* [The problem]: Copy out the records word for word, starting at the very first line and stopping after the line that contains "[(143, 303)]".

+++ Task inputs

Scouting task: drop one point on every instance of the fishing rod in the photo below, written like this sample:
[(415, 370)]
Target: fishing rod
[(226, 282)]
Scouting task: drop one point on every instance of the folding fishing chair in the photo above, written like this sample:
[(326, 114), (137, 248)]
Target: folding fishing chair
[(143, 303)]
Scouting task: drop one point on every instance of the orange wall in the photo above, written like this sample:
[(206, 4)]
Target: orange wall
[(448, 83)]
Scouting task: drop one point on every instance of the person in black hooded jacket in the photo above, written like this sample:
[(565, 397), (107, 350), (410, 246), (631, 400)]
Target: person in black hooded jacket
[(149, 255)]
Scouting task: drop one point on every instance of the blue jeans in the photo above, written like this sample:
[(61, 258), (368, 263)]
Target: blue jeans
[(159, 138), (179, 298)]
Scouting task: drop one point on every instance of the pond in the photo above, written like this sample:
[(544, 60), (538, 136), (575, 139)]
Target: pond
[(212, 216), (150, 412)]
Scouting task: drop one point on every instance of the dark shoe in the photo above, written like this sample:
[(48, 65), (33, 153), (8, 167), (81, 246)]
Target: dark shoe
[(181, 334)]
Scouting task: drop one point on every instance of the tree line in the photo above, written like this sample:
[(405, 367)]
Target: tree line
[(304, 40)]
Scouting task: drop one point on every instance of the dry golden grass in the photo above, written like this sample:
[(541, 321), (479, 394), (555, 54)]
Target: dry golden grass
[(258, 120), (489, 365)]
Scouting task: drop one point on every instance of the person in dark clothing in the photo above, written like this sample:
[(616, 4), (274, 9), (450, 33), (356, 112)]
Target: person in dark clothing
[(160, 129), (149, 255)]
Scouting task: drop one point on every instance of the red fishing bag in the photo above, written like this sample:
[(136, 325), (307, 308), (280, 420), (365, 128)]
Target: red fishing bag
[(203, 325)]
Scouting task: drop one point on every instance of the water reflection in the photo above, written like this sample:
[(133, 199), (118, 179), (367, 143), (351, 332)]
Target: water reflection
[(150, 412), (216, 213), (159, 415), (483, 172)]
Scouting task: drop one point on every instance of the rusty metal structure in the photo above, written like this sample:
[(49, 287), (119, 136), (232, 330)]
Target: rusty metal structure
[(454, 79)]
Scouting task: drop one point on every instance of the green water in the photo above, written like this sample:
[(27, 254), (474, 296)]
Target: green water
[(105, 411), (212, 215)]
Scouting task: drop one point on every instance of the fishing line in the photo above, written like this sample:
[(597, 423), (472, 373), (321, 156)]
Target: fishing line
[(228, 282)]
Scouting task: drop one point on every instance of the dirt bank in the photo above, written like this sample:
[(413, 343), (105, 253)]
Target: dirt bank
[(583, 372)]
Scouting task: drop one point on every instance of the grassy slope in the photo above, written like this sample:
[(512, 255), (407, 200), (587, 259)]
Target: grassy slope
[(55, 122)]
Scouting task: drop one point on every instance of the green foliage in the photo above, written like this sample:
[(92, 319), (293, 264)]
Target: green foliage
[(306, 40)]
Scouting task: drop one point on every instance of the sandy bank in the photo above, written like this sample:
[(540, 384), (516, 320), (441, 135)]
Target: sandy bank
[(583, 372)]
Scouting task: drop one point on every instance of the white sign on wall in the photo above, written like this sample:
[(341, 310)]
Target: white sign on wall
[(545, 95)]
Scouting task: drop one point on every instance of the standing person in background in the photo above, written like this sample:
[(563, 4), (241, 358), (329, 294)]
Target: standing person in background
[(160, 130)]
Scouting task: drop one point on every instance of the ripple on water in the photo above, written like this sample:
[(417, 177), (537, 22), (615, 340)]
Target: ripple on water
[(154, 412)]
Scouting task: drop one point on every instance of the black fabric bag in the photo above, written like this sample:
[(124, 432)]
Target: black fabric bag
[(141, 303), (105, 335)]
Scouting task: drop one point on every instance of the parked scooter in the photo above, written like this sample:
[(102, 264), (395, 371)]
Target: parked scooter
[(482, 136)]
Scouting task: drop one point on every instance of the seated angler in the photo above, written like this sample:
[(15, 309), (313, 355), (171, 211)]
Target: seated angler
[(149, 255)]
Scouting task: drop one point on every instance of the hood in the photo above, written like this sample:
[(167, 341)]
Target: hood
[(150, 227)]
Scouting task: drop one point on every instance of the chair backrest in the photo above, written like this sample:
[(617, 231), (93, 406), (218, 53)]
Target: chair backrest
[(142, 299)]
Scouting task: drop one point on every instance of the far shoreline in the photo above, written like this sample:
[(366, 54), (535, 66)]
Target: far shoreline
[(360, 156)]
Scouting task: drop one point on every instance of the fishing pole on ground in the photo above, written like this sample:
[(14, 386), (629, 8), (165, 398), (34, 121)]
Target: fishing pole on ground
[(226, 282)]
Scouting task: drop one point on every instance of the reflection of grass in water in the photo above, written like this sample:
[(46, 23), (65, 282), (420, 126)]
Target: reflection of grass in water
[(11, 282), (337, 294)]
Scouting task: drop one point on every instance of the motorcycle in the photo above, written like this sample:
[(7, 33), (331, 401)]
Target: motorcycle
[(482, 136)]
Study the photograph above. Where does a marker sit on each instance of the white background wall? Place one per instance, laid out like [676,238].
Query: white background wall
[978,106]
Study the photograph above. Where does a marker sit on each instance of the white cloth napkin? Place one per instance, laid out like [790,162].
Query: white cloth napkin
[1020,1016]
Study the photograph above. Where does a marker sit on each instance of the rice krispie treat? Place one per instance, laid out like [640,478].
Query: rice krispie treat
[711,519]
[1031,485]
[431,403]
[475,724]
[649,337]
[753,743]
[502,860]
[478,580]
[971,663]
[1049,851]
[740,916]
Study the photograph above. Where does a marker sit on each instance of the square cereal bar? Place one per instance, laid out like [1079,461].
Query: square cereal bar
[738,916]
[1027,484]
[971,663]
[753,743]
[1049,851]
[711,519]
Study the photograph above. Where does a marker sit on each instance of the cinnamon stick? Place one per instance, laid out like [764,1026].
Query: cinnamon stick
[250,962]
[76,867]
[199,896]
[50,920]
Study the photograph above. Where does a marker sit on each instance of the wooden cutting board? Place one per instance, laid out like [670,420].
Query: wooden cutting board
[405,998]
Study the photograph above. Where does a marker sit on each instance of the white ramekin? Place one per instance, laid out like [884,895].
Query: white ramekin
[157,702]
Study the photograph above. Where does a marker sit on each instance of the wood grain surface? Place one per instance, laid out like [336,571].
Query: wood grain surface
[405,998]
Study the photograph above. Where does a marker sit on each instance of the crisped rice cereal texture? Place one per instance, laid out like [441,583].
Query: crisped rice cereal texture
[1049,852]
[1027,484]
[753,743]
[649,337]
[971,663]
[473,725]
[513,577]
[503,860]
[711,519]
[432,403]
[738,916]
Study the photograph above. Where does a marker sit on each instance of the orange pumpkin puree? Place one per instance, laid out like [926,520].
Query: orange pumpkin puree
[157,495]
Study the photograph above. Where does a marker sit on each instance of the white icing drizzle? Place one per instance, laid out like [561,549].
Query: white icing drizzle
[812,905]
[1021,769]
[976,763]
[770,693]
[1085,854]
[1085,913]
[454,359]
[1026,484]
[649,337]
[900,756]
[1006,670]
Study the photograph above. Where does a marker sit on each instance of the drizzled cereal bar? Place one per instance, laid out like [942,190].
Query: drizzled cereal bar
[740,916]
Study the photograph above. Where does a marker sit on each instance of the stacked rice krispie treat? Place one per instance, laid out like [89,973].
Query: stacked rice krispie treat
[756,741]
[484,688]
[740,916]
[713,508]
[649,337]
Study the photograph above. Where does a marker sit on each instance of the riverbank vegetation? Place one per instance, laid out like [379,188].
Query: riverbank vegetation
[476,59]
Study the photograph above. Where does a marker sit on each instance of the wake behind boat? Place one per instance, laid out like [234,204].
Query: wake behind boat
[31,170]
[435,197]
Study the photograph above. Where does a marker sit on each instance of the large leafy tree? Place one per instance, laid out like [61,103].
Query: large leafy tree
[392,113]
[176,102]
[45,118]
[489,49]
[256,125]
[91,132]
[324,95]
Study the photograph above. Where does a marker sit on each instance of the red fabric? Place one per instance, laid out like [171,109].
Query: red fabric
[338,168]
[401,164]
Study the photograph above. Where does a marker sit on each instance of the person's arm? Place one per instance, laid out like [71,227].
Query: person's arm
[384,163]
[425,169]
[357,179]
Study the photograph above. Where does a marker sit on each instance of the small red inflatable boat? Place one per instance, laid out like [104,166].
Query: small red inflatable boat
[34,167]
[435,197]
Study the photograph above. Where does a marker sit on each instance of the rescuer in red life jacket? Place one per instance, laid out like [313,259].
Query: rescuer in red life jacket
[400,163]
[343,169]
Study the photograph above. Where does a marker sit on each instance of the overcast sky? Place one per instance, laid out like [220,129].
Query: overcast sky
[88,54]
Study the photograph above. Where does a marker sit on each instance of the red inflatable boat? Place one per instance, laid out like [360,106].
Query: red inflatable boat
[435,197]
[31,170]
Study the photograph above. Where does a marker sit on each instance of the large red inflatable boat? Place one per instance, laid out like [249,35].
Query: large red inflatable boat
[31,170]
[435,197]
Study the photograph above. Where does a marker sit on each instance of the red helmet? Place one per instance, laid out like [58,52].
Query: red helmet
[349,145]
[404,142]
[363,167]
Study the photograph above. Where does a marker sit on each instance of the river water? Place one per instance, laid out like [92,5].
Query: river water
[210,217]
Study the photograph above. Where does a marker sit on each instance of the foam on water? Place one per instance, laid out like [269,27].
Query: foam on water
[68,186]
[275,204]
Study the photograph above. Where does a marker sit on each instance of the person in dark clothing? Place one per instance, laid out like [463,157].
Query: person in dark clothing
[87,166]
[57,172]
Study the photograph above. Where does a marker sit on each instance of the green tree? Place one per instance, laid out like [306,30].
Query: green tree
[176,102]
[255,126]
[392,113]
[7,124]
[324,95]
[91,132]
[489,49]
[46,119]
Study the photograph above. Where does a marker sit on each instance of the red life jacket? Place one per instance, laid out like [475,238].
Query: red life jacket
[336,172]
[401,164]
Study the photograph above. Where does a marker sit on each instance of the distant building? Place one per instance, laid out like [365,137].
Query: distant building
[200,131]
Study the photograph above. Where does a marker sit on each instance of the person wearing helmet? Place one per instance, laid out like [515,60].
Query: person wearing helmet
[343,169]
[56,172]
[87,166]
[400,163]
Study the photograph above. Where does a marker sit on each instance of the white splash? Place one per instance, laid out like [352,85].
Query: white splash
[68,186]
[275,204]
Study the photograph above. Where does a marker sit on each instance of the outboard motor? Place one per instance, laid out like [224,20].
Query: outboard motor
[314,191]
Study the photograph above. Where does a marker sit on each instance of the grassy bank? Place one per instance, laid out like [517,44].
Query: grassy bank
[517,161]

++++++

* [Exercise solution]:
Scouting task: drop one point on every instance of the fishing rod in the photo below, written like this sample:
[(415, 370)]
Target: fishing rod
[(226, 282)]
Scouting task: drop one point on every instance of the folding fishing chair in the photo above, written like this sample:
[(326, 114), (137, 248)]
Target: folding fishing chair
[(143, 303)]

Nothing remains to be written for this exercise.